Physiology · CSF, Blood-Brain Barrier and Cerebral Circulation

Which of the following substances is actively excluded by the blood-brain barrier (BBB) via efflux transport, and deficiency of this transporter is implicated in increased CNS drug toxicity?

  • A Glucose — excluded by GLUT-1 downregulation
  • B Albumin — excluded by lack of transcytosis in tight junction-expressing endothelium
  • C Dopamine — excluded because it is metabolized by MAO in endothelial cells before crossing
  • D P-glycoprotein (ABCB1) substrates — P-gp on luminal side of brain endothelium actively pumps lipophilic drugs back into blood
Correct answer: D. P-glycoprotein (ABCB1) substrates — P-gp on luminal side of brain endothelium actively pumps lipophilic drugs back into blood

Explanation

P-glycoprotein (P-gp, encoded by ABCB1/MDR1) is a luminal efflux transporter in brain capillary endothelial cells that actively pumps many lipophilic substrates (anti-epileptics, chemotherapy, HIV drugs) back into the bloodstream, limiting CNS penetration. Genetic or pharmacological P-gp deficiency leads to dramatically increased brain concentrations of P-gp substrates and CNS toxicity (e.g., ivermectin toxicity in collies with MDR1 mutation). Glucose enters via GLUT-1 (facilitated diffusion), it is not excluded. Albumin exclusion is due to restricted paracellular flux and minimal transcytosis (structural BBB property). Dopamine is excluded because it does not cross the BBB (levodopa is used as a precursor), but the mechanism for dopamine is lack of specific transporter and enzymatic degradation.

Reference: Guyton & Hall, Textbook of Medical Physiology, 14th ed.

_Problem requirements:_ According to the blood-brain barrier question, why does a deficiency of P-glycoprotein lead to CNS drug toxicity? Answer in one to three sentences. The records that come after this text have no connection to it.

_Extracted entries:_
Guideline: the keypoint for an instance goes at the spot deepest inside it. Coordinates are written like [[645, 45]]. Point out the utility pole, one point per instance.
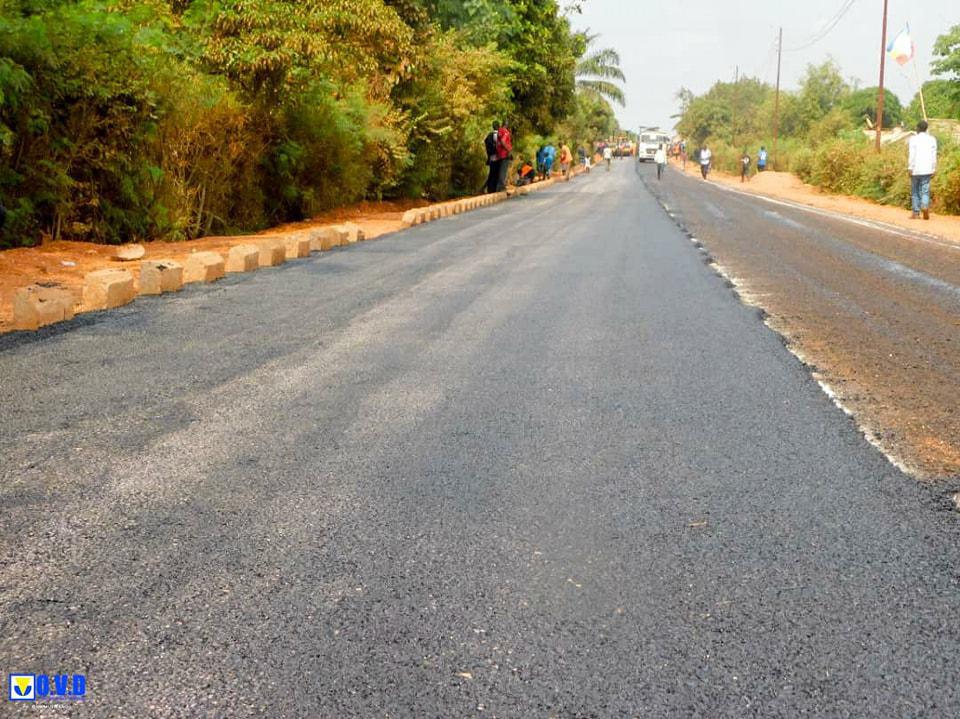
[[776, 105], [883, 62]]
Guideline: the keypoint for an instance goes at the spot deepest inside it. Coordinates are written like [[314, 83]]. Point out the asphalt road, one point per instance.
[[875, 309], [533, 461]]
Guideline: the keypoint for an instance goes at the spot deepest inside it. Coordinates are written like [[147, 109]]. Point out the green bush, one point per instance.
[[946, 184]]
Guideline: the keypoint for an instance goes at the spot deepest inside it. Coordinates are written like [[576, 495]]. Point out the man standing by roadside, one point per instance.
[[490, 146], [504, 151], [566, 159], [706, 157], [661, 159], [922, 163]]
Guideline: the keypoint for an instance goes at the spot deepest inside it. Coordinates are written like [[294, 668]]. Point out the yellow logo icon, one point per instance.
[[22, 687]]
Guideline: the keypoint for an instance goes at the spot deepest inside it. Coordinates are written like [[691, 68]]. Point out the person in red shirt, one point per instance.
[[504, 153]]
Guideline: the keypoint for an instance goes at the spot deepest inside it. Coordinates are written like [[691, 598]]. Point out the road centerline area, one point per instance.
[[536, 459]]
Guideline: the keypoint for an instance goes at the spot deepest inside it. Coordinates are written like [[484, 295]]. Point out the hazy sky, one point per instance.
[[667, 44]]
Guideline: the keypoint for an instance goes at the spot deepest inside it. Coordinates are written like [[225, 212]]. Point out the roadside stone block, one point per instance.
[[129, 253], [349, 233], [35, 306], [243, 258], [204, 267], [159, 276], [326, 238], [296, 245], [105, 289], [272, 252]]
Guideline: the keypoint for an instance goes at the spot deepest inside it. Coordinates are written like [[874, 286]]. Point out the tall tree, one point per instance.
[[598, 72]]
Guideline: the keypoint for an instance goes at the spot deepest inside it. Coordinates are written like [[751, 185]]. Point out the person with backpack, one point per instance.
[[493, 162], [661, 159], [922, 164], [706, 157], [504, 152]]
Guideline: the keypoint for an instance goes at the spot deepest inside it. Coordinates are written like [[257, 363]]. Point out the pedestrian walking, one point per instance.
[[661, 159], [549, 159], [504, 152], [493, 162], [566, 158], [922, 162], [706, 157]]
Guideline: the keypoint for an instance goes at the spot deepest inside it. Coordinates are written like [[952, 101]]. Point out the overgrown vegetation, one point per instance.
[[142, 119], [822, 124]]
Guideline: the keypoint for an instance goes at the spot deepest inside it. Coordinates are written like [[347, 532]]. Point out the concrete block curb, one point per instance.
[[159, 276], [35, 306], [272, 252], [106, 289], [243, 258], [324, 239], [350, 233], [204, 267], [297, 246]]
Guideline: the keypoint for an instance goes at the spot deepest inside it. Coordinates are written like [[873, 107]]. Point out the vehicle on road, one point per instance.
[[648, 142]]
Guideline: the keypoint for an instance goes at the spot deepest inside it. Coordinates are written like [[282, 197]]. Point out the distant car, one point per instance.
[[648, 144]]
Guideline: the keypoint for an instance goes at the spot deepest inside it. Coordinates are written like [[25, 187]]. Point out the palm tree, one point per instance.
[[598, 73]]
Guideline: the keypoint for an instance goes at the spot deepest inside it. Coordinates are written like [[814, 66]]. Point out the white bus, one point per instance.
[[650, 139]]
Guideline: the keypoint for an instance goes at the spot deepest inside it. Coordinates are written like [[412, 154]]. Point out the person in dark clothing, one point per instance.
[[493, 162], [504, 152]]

--

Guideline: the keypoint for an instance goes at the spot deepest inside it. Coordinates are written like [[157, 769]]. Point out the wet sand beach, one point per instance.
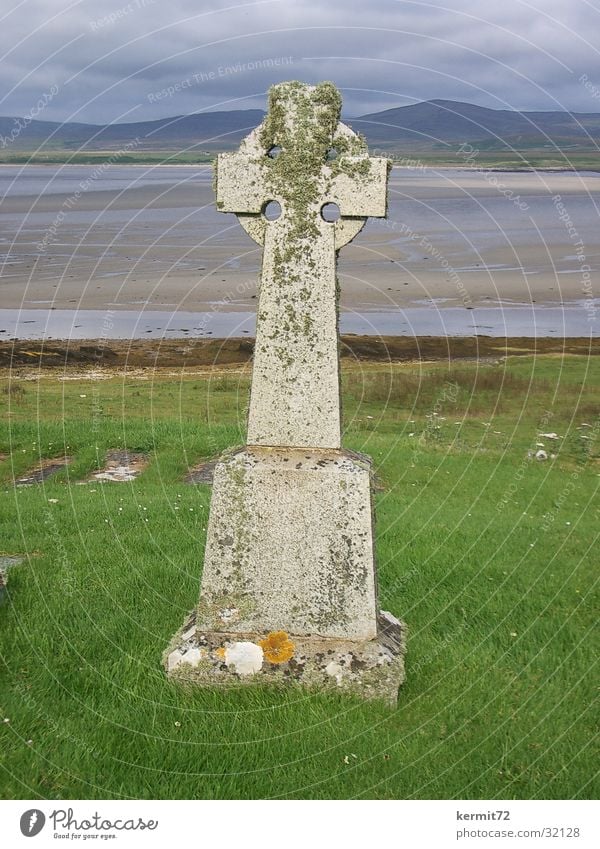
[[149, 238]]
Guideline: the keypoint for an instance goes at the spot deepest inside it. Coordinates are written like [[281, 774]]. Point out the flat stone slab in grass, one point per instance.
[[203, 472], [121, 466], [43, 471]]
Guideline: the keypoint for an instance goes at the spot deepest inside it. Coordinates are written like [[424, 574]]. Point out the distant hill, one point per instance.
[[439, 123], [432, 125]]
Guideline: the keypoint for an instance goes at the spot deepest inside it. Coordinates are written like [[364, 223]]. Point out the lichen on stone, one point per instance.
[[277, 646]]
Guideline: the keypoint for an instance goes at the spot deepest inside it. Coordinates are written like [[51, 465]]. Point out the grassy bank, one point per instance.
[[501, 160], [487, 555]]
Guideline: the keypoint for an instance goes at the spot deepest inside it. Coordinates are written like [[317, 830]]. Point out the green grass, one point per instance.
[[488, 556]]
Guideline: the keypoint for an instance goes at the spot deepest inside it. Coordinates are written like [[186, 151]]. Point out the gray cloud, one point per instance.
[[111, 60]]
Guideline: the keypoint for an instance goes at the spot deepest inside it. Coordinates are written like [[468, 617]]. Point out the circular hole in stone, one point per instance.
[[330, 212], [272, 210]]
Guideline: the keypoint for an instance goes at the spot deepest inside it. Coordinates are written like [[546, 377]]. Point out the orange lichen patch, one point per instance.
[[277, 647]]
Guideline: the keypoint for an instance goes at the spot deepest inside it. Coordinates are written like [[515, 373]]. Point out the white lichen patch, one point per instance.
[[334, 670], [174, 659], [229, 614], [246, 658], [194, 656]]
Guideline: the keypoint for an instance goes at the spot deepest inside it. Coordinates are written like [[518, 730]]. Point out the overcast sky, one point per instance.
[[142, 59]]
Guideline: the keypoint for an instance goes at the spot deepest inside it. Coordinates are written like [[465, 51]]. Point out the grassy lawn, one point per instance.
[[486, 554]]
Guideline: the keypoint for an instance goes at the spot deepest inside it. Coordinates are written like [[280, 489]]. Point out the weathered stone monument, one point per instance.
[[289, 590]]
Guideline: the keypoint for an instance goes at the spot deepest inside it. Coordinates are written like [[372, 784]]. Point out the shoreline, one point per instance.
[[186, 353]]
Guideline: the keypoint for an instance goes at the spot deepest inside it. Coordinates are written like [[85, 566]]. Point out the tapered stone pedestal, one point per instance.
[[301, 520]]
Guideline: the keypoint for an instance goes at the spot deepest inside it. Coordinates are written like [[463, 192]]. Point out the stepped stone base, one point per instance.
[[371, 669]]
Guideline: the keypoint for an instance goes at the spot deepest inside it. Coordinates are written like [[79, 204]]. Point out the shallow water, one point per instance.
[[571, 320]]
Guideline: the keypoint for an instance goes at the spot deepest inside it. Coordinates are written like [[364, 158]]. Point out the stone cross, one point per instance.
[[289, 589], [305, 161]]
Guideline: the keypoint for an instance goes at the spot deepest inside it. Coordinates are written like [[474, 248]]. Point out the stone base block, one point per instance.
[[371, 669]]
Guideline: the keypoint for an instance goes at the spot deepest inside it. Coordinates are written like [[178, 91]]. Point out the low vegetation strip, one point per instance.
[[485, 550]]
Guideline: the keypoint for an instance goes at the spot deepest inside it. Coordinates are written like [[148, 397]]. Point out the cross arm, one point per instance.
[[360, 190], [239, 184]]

_Answer area:_ P-glycoprotein sits on the luminal side of brain capillary endothelial cells and actively pumps many lipophilic drugs back into the bloodstream, which limits how much reaches the CNS. When P-gp is deficient, whether for genetic or pharmacological reasons, its substrates reach dramatically higher concentrations in the brain and cause CNS toxicity.